### Tasks for this exercise
1. Please reproduce the stretch of the Southey letter from "Thank you for" through "of the laboratory." word for word.
2. In the Southey letter, what address does the letter come from?

### Text segment
..........
460. Robert Southey to William Taylor [fragment], 8 December 1799

460. Robert Southey to William Taylor [fragment], 8 December 1799 *
Kingsdown Parade, Bristol,
Sunday, Dec. 8th, 1799.
My dear Friend,
Do not from my long silence suspect me of negligence. I have been ill–so reduced by a nervous fever as neither to read nor write. On recovery I repaired to Bristol, to seek relief for a worse complaint. My heart is affected, nervously I hope; but pain there, and frequent irregularity in pulsation, convinced me that I ought not to delay obtaining able advice.
My hexameters come to you in a ragged state. I meant to have corrected them with care; but as they are, they may serve as a specimen of what I can do in this way, and it would be foolish to wait till I have leisure for correcting. These liberties I have allowed myself– sometimes a superfluous short syllable at the beginning–sometimes the pyrrhic–sometimes the amphimacer. These licences must of course be sparing; and what you will meet with would probably have been altered in correction.
[Here follow 109 hexameter lines from the intended poem on Mohammed, [1] mentioned in the letter of the 1st September.]
Remember, these are apprenticeship lines; but I think that now I can wield the metre, and that it makes a magnificent mouthful of sound.
Thank you for your offer to house Harry; we however wish once more to see him, and not quite to abandon him in a land of strangers. I wish he were old enough to be placed as pupil at the wonder-working Pneumatic Institution. [2] You visited Bristol too soon, before our luminary had arisen. Davy is a miraculous young man, but his health is injured. Beddoes even apprehends consumption. At present he is in London, and when he returns I hope my residence here will draw him a little from perpetual experiments and the noisome fumes of the laboratory.
..........
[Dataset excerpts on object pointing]
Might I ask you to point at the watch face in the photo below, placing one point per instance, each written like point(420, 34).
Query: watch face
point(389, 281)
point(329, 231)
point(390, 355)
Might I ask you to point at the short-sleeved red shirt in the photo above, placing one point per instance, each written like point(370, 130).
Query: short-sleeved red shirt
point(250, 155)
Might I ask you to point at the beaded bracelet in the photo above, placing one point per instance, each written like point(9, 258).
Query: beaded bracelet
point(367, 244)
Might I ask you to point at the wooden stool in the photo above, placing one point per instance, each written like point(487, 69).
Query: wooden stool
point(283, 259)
..........
### Worked answers
1.
Thank you for your offer to house Harry; we however wish once more to see him, and not quite to abandon him in a land of strangers. I wish he were old enough to be placed as pupil at the wonder-working Pneumatic Institution. [2] You visited Bristol too soon, before our luminary had arisen. Davy is a miraculous young man, but his health is injured. Beddoes even apprehends consumption. At present he is in London, and when he returns I hope my residence here will draw him a little from perpetual experiments and the noisome fumes of the laboratory.

2. Kingsdown Parade, Bristol.